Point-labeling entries
....
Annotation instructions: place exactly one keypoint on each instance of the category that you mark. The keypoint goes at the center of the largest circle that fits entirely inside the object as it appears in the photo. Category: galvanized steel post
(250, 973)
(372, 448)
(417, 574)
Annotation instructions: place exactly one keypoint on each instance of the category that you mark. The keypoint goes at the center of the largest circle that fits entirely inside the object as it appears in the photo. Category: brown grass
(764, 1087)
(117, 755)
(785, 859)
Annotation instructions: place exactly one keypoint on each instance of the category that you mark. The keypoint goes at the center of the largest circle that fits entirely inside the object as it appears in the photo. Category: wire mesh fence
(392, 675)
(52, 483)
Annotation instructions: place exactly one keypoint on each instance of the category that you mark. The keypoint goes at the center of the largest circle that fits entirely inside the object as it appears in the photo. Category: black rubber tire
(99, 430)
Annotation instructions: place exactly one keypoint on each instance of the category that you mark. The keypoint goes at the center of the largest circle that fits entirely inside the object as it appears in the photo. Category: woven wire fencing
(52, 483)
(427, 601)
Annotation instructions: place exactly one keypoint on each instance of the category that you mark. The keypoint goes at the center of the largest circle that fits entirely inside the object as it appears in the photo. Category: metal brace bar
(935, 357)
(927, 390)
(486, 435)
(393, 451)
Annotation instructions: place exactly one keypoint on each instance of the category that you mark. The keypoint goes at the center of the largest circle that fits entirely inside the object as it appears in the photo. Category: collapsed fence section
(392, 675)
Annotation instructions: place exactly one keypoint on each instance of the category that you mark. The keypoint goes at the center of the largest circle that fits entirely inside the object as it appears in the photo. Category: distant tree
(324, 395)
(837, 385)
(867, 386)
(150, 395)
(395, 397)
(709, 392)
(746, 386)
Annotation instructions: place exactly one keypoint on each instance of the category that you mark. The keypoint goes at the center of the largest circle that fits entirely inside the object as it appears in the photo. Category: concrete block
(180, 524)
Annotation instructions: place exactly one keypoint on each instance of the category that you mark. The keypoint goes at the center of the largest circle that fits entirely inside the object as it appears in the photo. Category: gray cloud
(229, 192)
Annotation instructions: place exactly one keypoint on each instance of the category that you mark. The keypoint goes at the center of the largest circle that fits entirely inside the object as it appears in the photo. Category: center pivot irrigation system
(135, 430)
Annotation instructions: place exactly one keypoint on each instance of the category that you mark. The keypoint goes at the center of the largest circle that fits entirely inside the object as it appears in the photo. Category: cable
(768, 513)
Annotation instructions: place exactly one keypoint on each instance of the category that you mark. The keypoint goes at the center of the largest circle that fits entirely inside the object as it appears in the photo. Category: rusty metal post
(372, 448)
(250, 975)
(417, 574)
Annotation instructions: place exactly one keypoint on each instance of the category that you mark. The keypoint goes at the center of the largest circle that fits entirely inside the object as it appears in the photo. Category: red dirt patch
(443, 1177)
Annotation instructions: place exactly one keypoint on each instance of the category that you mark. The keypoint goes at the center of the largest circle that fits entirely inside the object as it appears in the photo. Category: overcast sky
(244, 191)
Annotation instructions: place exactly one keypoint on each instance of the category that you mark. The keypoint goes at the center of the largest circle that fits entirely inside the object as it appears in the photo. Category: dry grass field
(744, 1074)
....
Task statement:
Lay out the lines running from the one containing "photo. Category: cable" through the one containing "(443, 1177)", both included, as a Markdown table with columns Row and Line, omitting blank lines.

Finished task:
| Row | Line |
|---|---|
| 1 | Annotation instructions: place exactly one keypoint on each instance of the category that you mark. The keypoint goes at the center of the largest circle that fits entirely inside the object as it appears in the photo. Category: cable |
| 2 | (768, 513) |
| 3 | Annotation instructions: place exactly one keypoint on each instance of the category that you mark. The keypoint goes at the center of the largest circle that fits entirely inside the object as it appears in the photo. Category: rusty metal post |
| 4 | (372, 448) |
| 5 | (250, 975) |
| 6 | (417, 574) |
| 7 | Annotation instructions: place exactly one keypoint on each instance of the category that you mark. The keypoint goes at the center of the largest circle that fits entirely inside the object as it appears in the photo. Category: red dirt patch |
| 8 | (443, 1177) |